━━━━━ LISTED RECORDS

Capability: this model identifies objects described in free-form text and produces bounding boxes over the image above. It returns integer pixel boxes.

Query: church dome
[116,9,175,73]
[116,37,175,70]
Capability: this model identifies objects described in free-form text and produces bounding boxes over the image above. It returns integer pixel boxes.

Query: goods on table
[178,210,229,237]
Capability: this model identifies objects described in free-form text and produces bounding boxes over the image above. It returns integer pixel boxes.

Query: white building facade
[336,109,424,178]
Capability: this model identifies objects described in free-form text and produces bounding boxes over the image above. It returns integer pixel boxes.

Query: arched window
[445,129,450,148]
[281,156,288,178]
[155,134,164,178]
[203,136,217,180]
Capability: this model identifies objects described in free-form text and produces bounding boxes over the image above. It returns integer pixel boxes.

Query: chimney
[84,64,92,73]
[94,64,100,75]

━━━━━━━━━━

-- PROBLEM TO SOLVE --
Write out every line of the records above in full, scaling each bounding-box coordinate by 1.05 and rounding it to the nearest whole number, with halves rounded up.

-- THE RESPONSE --
Capability: this model identifies objects described in free-form text and produces bounding boxes over the image above. It returns integer pixel boxes.

Query: church dome
[122,9,184,77]
[122,39,184,74]
Capability: this model identifies objects described in free-form text and produces bounding boxes over the image above. It returns integer pixel boxes.

Query: goods on table
[187,221,240,249]
Capability: this model identifies objects described in free-form text and produces bounding boxes over the image above. It returns integer pixel boxes.

Query: white building facade
[353,114,445,187]
Capability: this model identifies objects described in free-form text and produces bounding boxes over the image above. It returns integer pixel boxes.

Query: arched window
[467,135,473,155]
[295,164,302,187]
[163,141,172,187]
[213,143,228,189]
Capability: this model identifies objects described in free-form text and produces bounding boxes over the image above. It returns integer pixel boxes.

Query: chimney
[88,67,97,77]
[99,67,105,79]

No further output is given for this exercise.